• _Entries supplied_
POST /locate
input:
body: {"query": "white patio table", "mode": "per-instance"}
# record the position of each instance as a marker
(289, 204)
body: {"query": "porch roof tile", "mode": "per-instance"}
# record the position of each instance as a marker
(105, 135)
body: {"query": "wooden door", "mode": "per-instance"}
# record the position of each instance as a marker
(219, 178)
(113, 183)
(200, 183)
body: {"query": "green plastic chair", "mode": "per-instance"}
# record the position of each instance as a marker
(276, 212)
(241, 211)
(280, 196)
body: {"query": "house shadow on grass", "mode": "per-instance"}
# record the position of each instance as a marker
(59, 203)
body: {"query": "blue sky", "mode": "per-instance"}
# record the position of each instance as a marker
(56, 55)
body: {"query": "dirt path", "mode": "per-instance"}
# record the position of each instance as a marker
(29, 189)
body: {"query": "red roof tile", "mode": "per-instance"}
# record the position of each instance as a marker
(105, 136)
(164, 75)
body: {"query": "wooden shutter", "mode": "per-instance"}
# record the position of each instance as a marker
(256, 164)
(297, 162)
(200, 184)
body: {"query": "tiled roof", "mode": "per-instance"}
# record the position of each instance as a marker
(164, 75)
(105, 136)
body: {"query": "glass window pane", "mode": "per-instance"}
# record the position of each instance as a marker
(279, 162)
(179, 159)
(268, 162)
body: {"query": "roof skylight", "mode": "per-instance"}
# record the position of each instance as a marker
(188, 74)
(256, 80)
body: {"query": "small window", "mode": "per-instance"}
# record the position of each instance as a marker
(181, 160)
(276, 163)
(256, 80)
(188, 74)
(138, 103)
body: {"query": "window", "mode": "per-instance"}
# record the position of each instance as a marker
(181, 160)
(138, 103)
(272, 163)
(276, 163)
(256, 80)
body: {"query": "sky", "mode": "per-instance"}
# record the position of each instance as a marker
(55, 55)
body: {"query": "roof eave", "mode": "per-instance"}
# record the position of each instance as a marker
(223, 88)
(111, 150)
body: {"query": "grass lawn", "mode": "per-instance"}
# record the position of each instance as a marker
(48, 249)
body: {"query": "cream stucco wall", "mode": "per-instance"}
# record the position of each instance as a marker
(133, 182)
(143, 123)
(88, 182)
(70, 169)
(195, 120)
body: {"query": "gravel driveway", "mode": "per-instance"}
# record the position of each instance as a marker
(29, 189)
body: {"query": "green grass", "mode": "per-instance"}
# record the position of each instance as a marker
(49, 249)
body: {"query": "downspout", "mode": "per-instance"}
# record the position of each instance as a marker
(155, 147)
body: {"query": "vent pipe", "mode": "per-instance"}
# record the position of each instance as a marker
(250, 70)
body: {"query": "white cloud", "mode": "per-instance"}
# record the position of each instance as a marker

• _Work instruction_
Reproduce all the data exactly. Include every line.

• _Answer for the task_
POST /locate
input:
body: {"query": "white patio table", "mode": "per-instance"}
# record the position of each instance as a marker
(289, 204)
body: {"query": "porch roof tile", "mode": "per-instance"}
# record the position of each instance as a marker
(105, 135)
body: {"query": "wooden door", "mode": "per-instance"}
# record the position of each instance as a marker
(219, 178)
(113, 183)
(200, 183)
body: {"query": "green plastic chair", "mode": "per-instance"}
# record the position of each instance as a marker
(276, 212)
(241, 211)
(280, 196)
body: {"query": "house shadow on grass", "mode": "per-instance"}
# record the position of each instance as a marker
(59, 203)
body: {"query": "blue sky", "mode": "per-instance"}
# record the position of each instance as a marker
(56, 55)
body: {"query": "dirt path", "mode": "per-instance"}
# record the position of each instance as a marker
(29, 189)
body: {"query": "red roof tile", "mode": "per-instance"}
# record the position of each instance as a marker
(105, 136)
(164, 75)
body: {"query": "wooden shutter", "mode": "per-instance"}
# record the position of each instance as a marker
(256, 164)
(297, 162)
(200, 184)
body: {"query": "tiled roof", "mode": "per-instance"}
# record the position of each instance as a marker
(164, 75)
(105, 136)
body: {"query": "glass window pane", "mode": "per-instance"}
# record the position of each instance as a marker
(279, 162)
(179, 159)
(268, 162)
body: {"query": "roof skylight", "mode": "per-instance"}
# record the position of each instance as a marker
(188, 74)
(256, 80)
body: {"query": "small window", "mode": "per-instance"}
# record the position of each instance as a marker
(181, 160)
(276, 163)
(256, 80)
(188, 74)
(138, 103)
body: {"query": "window", "mode": "per-instance"}
# record the position of each instance as a marker
(181, 160)
(138, 103)
(272, 163)
(276, 163)
(256, 80)
body: {"query": "sky", "mode": "per-instance"}
# record the position of each instance as a marker
(55, 55)
body: {"query": "roof eave", "mode": "per-instance"}
# record the position of each instance as a marker
(223, 88)
(111, 150)
body: {"query": "grass lawn", "mode": "per-instance"}
# record the position of each instance as a marker
(48, 249)
body: {"query": "cream stucco wall", "mode": "per-instance"}
# record the position of each instance as a marker
(133, 182)
(143, 123)
(88, 182)
(70, 169)
(195, 120)
body: {"query": "gravel driveway", "mode": "per-instance"}
# record the position of each instance as a marker
(29, 189)
body: {"query": "green grass", "mode": "per-instance"}
# record the position of each instance as a marker
(49, 249)
body: {"query": "downspout", "mode": "per-instance"}
# record the position of each instance as a marker
(155, 147)
body: {"query": "vent pipe", "mode": "per-instance"}
# record the position of each instance as a marker
(250, 70)
body: {"query": "white cloud", "mode": "per-instance"}
# record the position of each instance as a marker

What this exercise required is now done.